STORED DATA

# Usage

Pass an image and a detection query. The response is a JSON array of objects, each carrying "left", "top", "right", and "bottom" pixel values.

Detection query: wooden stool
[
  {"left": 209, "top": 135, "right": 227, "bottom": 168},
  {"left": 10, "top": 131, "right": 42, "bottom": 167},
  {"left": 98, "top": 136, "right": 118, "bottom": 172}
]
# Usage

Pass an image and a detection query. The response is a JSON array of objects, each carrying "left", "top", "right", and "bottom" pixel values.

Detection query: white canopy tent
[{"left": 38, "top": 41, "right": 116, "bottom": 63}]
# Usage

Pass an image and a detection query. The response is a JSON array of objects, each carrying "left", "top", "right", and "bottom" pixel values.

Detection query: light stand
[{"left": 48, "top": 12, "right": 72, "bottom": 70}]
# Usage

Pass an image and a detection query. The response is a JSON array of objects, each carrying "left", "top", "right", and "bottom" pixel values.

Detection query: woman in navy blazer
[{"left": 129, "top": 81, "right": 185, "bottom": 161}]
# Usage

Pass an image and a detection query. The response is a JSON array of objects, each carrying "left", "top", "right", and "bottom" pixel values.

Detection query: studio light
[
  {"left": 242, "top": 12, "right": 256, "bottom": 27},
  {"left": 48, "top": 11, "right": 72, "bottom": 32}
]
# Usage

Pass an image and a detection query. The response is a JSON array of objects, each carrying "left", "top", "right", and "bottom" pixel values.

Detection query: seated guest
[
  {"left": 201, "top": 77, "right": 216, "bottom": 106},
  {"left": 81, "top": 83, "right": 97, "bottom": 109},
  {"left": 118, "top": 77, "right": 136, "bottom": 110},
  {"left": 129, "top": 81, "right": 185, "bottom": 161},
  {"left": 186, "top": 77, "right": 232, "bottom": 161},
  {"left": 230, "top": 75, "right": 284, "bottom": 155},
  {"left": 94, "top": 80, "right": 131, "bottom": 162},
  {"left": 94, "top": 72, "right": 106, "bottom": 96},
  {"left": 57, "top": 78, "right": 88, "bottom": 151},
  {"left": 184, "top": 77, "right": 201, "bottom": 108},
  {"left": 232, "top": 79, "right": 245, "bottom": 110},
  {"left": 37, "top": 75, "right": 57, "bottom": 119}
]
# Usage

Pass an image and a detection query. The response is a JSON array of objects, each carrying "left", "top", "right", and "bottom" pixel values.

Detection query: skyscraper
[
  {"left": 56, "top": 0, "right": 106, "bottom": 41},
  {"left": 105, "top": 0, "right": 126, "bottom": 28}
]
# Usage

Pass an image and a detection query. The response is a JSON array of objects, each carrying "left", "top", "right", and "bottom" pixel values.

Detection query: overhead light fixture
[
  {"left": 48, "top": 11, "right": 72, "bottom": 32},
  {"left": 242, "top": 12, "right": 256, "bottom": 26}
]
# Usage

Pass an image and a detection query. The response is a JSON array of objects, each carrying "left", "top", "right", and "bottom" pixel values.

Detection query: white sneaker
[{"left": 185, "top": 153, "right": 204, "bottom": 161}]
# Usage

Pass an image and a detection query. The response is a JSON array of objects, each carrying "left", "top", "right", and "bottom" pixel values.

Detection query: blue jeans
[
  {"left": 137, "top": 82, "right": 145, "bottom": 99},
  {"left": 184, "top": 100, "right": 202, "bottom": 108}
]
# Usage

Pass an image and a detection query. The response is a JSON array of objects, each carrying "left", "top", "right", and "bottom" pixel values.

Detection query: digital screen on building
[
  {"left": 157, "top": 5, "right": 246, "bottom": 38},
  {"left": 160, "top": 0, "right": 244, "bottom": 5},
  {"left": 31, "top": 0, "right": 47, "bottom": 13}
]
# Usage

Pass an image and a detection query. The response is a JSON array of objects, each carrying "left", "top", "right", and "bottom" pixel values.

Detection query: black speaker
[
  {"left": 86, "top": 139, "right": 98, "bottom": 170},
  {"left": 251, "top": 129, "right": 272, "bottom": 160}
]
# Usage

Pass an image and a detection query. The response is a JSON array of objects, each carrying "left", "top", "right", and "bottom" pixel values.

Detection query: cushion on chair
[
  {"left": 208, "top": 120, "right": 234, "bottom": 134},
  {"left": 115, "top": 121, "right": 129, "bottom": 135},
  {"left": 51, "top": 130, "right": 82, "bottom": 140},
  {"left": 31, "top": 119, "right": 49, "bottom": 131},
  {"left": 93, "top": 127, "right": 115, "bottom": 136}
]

TASK TO COMPLETE
Locate and copy every line in the items above that contains the word "light". Matching is case-sensitive.

THE ANSWER
Detection query: light stand
Detection query: studio light
Detection query: overhead light fixture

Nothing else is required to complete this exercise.